Task goal:
In the records that follow, find the line with "Target: blonde woman"; from there, retype every line exactly through the line with "Each instance of the smiling", which also belongs to the answer.

Data section:
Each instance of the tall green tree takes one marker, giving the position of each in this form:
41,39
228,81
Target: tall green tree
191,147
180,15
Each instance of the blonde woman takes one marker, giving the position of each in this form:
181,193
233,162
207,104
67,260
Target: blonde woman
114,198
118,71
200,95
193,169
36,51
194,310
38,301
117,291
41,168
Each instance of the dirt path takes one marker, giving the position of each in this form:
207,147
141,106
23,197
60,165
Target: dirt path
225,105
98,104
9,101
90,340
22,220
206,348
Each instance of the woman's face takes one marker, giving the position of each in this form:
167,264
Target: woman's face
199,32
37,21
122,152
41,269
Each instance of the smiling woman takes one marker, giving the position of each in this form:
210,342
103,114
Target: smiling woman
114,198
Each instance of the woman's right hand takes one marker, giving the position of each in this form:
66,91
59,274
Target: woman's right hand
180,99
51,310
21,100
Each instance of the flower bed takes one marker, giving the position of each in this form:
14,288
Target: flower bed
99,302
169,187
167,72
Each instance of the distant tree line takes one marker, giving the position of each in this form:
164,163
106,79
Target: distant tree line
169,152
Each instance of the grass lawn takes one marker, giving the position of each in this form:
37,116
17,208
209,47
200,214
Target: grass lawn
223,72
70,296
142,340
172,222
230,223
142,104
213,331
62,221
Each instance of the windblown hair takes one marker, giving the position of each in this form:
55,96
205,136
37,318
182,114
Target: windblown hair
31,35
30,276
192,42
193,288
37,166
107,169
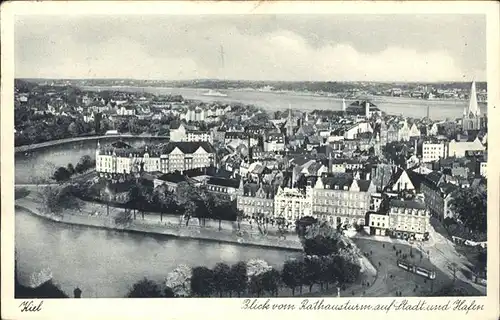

The completed task:
Target: blonde woman
114,198
118,71
200,95
193,169
36,51
194,310
38,301
117,291
41,168
Each instance of the dirt path takes one marker, giving the position of each in this form:
207,147
141,106
23,197
60,165
Target: dirt path
225,105
98,104
9,101
90,340
22,220
206,348
Each instance of the woman's face takes one marker, giving the position of each in this form:
167,264
Target: woman's face
199,32
37,21
122,152
41,269
Each instance of the smiling woman takes one marker, giving the position of each in this form:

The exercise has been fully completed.